Brief: Lines holding the string "light": copy each one from the listing below.

------------------------------

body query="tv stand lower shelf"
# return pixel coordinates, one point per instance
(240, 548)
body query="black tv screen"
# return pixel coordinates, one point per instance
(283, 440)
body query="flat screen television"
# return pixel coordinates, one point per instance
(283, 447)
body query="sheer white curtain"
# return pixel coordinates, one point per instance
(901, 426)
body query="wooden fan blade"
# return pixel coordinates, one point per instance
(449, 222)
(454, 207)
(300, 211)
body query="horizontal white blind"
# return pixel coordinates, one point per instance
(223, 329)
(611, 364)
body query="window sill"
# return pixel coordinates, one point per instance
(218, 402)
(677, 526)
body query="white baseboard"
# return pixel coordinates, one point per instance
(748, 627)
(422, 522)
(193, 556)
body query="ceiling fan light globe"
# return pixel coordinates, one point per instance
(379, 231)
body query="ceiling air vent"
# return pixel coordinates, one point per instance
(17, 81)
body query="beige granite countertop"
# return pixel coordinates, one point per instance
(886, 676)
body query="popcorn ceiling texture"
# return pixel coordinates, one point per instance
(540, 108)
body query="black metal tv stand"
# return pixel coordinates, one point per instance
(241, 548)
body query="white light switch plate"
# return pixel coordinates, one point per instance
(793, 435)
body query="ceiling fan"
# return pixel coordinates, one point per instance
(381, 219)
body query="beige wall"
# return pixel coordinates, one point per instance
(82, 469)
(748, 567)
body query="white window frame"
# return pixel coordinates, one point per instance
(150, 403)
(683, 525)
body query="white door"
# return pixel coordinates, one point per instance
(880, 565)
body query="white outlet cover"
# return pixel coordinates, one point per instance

------------------------------

Response to this task:
body query="ceiling fan light globe"
body query="white light switch plate"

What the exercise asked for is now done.